### DO THIS
Find the line that contains "find dirt patch". Repeat that line and all lines following it, exactly, through the end of the listing below.

### INFORMATION SUPPLIED
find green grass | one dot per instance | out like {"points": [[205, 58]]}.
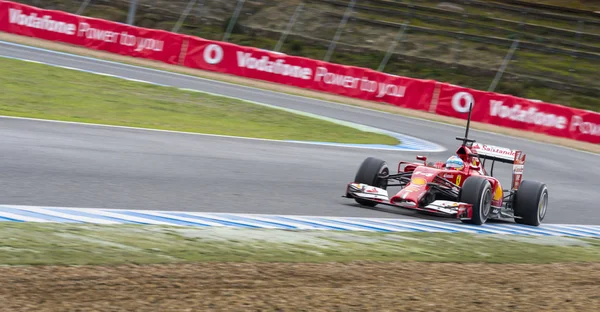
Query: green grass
{"points": [[78, 244], [42, 91]]}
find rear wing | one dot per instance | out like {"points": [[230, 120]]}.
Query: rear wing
{"points": [[503, 155]]}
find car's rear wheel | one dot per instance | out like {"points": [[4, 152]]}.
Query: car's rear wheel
{"points": [[477, 191], [369, 173], [531, 203]]}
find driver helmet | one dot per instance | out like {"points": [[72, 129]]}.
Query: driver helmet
{"points": [[455, 163]]}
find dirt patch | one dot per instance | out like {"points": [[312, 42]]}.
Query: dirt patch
{"points": [[302, 287], [595, 148]]}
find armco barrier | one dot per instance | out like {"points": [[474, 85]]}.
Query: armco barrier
{"points": [[361, 83]]}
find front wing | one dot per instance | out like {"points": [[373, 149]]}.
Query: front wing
{"points": [[377, 195]]}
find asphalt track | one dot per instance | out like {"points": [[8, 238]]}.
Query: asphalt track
{"points": [[54, 164]]}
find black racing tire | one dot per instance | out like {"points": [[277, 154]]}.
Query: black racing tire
{"points": [[477, 191], [531, 203], [368, 173]]}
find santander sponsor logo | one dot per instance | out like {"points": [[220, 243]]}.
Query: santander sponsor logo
{"points": [[278, 67], [45, 22], [530, 115]]}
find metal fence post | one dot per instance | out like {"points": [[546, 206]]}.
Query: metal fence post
{"points": [[82, 7], [577, 42], [233, 19], [505, 62], [183, 16], [288, 28], [392, 46], [339, 30], [131, 15]]}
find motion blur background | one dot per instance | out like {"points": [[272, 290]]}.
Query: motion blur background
{"points": [[547, 50]]}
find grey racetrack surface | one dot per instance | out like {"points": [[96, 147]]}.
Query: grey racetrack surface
{"points": [[52, 164]]}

### EXERCISE RESPONSE
find dirt patch | one dot per instance | out like {"points": [[312, 42]]}.
Query: dirt patch
{"points": [[302, 287], [595, 148]]}
find armco barrier | one dot per instance | out like {"points": [[474, 85]]}.
Query: armco barrier
{"points": [[361, 83]]}
find front wing | one dot per instance | out like {"points": [[373, 149]]}.
Query: front wing
{"points": [[377, 195]]}
find asphalt track | one dot per instance | out like {"points": [[8, 238]]}.
Query: asphalt track
{"points": [[54, 164]]}
find black racing tire | one dot per instance | out like {"points": [[277, 154]]}.
Query: black racing tire
{"points": [[477, 191], [531, 203], [368, 173]]}
find santander sponsor logo | one dot per instance | out like {"points": [[220, 243]]}.
Query: santander sponsor logo
{"points": [[278, 67], [45, 22], [530, 115]]}
find metal fence post | one dot per instance | out like {"points": [[546, 206]]}.
Query: metal fence post
{"points": [[82, 7], [577, 42], [233, 19], [505, 62], [183, 16], [288, 28], [392, 46], [339, 30], [131, 15]]}
find motion blur background | one dot per instance | out like {"points": [[272, 290]]}.
Query: motion blur background
{"points": [[547, 50]]}
find grey racetrack surface | one dot per instance | out like {"points": [[96, 147]]}.
Query: grey racetrack surface
{"points": [[52, 164]]}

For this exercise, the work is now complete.